__Short task__. Transcribe the listing exactly, leaving out every picture.

Location identification entries
....

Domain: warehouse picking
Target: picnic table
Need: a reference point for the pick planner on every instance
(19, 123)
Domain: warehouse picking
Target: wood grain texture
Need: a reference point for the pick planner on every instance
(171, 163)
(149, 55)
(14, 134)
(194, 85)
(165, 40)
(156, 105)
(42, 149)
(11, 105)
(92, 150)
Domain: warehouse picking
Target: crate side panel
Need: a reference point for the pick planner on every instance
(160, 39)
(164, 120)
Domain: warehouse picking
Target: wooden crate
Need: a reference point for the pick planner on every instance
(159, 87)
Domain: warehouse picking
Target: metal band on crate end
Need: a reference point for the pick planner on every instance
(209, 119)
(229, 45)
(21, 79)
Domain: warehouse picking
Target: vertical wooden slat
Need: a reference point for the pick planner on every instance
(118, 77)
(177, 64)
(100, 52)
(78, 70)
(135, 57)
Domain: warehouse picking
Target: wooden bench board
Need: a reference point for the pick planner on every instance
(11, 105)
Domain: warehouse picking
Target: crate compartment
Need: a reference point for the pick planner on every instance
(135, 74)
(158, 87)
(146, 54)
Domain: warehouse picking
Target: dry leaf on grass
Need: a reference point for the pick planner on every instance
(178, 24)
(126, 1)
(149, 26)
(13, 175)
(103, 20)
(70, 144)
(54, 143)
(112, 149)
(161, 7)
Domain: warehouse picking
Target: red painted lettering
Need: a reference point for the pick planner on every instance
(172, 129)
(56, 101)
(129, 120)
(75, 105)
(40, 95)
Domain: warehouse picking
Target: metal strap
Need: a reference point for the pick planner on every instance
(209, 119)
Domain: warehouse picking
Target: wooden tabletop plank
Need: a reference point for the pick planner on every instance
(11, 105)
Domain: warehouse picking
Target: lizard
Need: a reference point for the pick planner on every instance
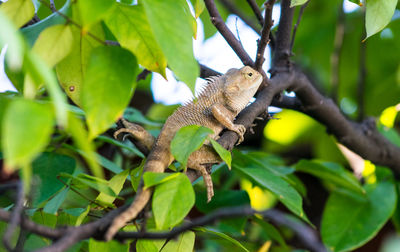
(215, 107)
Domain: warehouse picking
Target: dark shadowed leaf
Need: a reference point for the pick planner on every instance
(187, 140)
(172, 201)
(348, 223)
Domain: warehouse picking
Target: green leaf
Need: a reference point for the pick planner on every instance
(26, 131)
(154, 178)
(72, 69)
(85, 148)
(93, 11)
(96, 246)
(187, 140)
(222, 152)
(348, 223)
(18, 11)
(54, 43)
(268, 180)
(184, 242)
(110, 140)
(41, 73)
(10, 36)
(134, 115)
(116, 183)
(378, 15)
(149, 245)
(32, 32)
(173, 31)
(198, 7)
(172, 201)
(98, 184)
(54, 204)
(333, 173)
(108, 164)
(130, 26)
(47, 167)
(222, 235)
(294, 3)
(107, 90)
(82, 216)
(271, 231)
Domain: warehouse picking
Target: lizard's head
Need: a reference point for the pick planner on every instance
(240, 86)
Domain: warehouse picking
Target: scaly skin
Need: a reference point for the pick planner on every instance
(216, 108)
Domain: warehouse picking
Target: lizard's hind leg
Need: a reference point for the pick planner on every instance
(199, 161)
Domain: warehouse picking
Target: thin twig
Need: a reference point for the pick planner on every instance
(264, 40)
(232, 9)
(297, 24)
(216, 19)
(53, 6)
(281, 58)
(15, 217)
(73, 22)
(257, 11)
(143, 75)
(337, 49)
(362, 73)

....

__Answer to the task__.
Domain: warehouse picking
Target: picnic table
Need: a reference point for the pick planner on every instance
(19, 123)
Domain: warehouse picking
Target: wood grain texture
Need: a reference point for the pick planner on every instance
(171, 163)
(149, 55)
(14, 134)
(194, 85)
(165, 40)
(156, 105)
(42, 149)
(11, 105)
(92, 150)
Domain: warehouse picking
Target: crate side panel
Need: a reference point for the pick planner on every instance
(160, 39)
(164, 120)
Domain: warehouse picking
Target: wooden crate
Need: a reference point for the pick planner on every instance
(159, 87)
Domain: warehouse picking
Target: metal band on crate end
Need: a reference point for the pick planner on every instance
(209, 119)
(229, 45)
(21, 79)
Domain: warehouse picking
Target: vertical wooden slat
Need: a reference point for the pick planner on every instance
(118, 77)
(177, 64)
(100, 52)
(78, 70)
(135, 57)
Domain: warehouse picking
Target: wooden bench board
Need: a reference point for the pick planner on every instance
(11, 105)
Domain: warehouse picking
Target: crate compartment
Need: a reference point for the pick planner on every instance
(135, 74)
(158, 87)
(146, 54)
Domain: warehouse picking
Target: dry leaf on grass
Need: a reference point for the pick planner on every instance
(178, 24)
(126, 1)
(149, 26)
(13, 175)
(103, 20)
(70, 144)
(54, 143)
(112, 149)
(161, 7)
Domain: warehouse picking
Target: red painted lettering
Need: a reference point for the pick planner on every instance
(172, 129)
(56, 101)
(129, 120)
(75, 105)
(40, 95)
Domain: warehouse picking
Target: metal strap
Need: a reference point for the pick planner on every instance
(209, 119)
Domain: warehouse picking
Target: wooden tabletop plank
Need: a reference point for the pick planner on every instance
(11, 105)
Domain: warehouse picking
Target: lizard
Need: a reference point for the pick planner on every instance
(215, 107)
Domain: warehouse picking
Target: dark shadowed leaf
Need: a reference point for the pick planner on every instance
(187, 140)
(172, 201)
(348, 223)
Domain: warehouse picking
Target: green leaf
Need: a reference point for the pick planner on every instance
(26, 131)
(154, 178)
(72, 69)
(85, 148)
(93, 11)
(96, 246)
(187, 140)
(222, 152)
(348, 223)
(18, 11)
(54, 43)
(268, 180)
(184, 242)
(110, 140)
(41, 73)
(10, 36)
(134, 115)
(116, 183)
(378, 15)
(149, 245)
(32, 32)
(173, 31)
(198, 7)
(172, 201)
(98, 184)
(54, 204)
(333, 173)
(108, 164)
(130, 26)
(47, 167)
(222, 235)
(294, 3)
(107, 90)
(82, 216)
(271, 231)
Domain: warehouse picking
Target: lizard's head
Need: a reference point for the pick planner on every instance
(240, 86)
Domain: warehouse picking
Target: scaly skin
Need: a reference point for the pick planner on every instance
(216, 108)
Domain: warehouse picking
Target: lizard's hind leg
Need: a reference point for the pick planner on every instance
(199, 161)
Domain: warehouse picking
Target: thin twig
Need: a reference point for the pick planner on every instance
(264, 40)
(232, 9)
(297, 24)
(216, 19)
(53, 6)
(281, 58)
(15, 217)
(73, 22)
(257, 11)
(143, 75)
(337, 49)
(362, 73)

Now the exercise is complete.